Supplied data section start
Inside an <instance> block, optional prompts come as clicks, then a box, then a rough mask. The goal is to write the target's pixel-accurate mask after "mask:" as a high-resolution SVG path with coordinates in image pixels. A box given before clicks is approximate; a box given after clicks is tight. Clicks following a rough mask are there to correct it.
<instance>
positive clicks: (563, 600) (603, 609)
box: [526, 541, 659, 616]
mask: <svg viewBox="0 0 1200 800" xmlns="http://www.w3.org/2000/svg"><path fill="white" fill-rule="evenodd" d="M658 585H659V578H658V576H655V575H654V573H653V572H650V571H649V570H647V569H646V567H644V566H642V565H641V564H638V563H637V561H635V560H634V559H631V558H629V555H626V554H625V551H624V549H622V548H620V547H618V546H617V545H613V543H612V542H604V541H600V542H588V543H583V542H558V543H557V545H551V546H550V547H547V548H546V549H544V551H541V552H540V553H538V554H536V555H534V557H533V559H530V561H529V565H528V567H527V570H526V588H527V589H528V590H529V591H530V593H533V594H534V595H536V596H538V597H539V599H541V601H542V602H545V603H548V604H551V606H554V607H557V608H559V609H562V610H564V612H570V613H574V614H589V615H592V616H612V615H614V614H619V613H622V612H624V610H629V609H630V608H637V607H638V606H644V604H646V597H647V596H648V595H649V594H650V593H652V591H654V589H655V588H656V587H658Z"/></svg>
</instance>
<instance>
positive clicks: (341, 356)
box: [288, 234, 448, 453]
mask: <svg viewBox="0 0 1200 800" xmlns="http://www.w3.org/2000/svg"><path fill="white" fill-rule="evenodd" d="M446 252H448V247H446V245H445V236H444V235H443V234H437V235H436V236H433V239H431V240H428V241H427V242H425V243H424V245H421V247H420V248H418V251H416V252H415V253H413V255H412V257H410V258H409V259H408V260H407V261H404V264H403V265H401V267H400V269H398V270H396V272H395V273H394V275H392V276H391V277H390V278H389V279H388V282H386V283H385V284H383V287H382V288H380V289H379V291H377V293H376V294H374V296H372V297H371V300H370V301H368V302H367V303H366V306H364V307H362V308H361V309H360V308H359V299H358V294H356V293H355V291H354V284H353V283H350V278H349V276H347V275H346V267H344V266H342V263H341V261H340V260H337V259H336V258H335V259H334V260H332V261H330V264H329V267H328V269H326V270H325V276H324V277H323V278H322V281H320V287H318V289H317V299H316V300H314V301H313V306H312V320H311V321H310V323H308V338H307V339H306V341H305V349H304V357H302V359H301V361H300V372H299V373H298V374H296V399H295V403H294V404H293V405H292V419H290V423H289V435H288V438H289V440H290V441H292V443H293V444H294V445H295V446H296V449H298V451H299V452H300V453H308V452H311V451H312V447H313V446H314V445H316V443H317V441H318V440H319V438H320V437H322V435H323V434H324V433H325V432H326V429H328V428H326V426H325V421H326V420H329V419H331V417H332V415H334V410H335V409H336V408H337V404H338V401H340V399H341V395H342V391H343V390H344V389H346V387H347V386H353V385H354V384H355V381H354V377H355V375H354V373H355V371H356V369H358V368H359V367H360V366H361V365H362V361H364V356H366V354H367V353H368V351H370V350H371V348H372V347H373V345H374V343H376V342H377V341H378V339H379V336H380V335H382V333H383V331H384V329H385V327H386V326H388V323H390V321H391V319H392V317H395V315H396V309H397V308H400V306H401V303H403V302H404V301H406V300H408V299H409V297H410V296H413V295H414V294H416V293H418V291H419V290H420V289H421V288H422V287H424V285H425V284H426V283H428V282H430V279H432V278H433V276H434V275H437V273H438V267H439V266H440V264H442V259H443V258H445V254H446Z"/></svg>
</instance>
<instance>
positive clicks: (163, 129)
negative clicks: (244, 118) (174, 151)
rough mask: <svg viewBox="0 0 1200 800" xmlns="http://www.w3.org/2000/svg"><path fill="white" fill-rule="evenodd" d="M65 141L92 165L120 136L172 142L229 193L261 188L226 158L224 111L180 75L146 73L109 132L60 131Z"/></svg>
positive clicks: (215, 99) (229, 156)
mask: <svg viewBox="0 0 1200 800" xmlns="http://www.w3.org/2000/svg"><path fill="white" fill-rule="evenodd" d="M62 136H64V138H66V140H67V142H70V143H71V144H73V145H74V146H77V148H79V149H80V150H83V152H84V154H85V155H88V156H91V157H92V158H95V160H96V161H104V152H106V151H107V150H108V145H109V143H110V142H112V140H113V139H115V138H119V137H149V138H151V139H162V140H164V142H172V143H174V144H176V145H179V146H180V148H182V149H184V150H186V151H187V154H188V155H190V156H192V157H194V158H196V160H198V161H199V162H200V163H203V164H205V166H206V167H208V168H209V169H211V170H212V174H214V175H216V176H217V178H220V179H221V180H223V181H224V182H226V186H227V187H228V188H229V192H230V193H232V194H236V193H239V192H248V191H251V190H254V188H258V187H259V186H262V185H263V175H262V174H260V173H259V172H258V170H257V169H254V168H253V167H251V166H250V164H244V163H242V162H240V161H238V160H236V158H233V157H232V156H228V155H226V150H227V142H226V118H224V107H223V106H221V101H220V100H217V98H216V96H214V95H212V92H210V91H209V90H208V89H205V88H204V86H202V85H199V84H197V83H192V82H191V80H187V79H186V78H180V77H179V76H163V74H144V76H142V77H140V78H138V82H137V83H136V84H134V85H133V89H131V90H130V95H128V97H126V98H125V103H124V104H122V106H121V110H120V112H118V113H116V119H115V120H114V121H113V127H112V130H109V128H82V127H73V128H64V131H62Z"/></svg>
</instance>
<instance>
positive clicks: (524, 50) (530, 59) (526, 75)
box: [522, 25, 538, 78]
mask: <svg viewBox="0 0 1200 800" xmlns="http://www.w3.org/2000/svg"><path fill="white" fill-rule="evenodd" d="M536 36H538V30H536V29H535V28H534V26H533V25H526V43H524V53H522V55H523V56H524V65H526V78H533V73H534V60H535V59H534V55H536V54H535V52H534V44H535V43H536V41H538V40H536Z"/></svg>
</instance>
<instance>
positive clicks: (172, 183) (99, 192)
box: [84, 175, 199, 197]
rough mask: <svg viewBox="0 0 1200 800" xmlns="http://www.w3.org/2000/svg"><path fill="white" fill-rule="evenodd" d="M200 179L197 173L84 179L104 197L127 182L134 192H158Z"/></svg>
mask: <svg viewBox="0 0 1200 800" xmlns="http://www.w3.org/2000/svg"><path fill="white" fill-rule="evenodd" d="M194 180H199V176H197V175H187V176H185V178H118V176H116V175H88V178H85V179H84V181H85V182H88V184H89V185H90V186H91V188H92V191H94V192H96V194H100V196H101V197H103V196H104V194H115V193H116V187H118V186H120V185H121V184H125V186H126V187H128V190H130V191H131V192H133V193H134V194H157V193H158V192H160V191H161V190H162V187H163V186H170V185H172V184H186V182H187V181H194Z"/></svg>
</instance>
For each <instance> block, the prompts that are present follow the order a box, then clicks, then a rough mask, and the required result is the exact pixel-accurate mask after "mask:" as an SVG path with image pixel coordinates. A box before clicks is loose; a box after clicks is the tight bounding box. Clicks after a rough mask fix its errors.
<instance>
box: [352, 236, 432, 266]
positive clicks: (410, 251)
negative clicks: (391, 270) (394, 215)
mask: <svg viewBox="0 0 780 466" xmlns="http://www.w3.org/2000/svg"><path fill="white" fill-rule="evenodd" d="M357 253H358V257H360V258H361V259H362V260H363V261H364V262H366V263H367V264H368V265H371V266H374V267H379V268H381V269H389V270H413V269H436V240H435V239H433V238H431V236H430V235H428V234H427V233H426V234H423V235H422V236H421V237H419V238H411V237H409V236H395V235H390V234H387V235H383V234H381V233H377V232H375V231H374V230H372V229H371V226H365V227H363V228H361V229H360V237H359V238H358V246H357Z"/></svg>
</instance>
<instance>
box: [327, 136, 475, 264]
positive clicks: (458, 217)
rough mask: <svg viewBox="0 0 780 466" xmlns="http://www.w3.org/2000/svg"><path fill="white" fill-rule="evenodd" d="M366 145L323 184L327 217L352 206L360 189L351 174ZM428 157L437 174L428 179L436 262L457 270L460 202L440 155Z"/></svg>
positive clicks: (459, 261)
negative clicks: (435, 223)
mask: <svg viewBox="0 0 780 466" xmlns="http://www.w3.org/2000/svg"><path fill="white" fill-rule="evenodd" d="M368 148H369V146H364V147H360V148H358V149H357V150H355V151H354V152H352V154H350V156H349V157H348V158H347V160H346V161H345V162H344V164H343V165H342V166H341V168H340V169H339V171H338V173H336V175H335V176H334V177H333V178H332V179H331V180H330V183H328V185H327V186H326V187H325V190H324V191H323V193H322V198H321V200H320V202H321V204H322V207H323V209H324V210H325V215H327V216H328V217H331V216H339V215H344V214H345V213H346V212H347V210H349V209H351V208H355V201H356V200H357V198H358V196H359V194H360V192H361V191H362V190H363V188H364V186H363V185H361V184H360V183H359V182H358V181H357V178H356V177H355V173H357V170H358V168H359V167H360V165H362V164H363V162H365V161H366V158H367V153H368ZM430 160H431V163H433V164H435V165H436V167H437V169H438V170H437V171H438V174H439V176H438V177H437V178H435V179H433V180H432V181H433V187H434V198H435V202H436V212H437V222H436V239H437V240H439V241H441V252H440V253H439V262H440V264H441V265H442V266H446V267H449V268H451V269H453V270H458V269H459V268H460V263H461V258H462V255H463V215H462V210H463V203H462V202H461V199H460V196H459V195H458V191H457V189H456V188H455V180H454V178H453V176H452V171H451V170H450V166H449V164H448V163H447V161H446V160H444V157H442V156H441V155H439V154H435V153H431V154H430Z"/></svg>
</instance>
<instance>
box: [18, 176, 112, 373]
Supplied data section end
■ Assigned task
An exact copy of the data is needed, running from its first line through the line that holds "positive clicks: (563, 600) (603, 609)", and nothing beyond that.

■ Answer space
Inside an <instance> block, optional prompts come as clicks, then a box, then a rough mask. The goal is to write the target's pixel-accurate mask after "mask:" as a high-resolution SVG path with coordinates in image pixels. A box given before clicks is approximate; a box given after clicks is tight. Clicks following a rough mask are there to correct it.
<instance>
positive clicks: (563, 600) (603, 609)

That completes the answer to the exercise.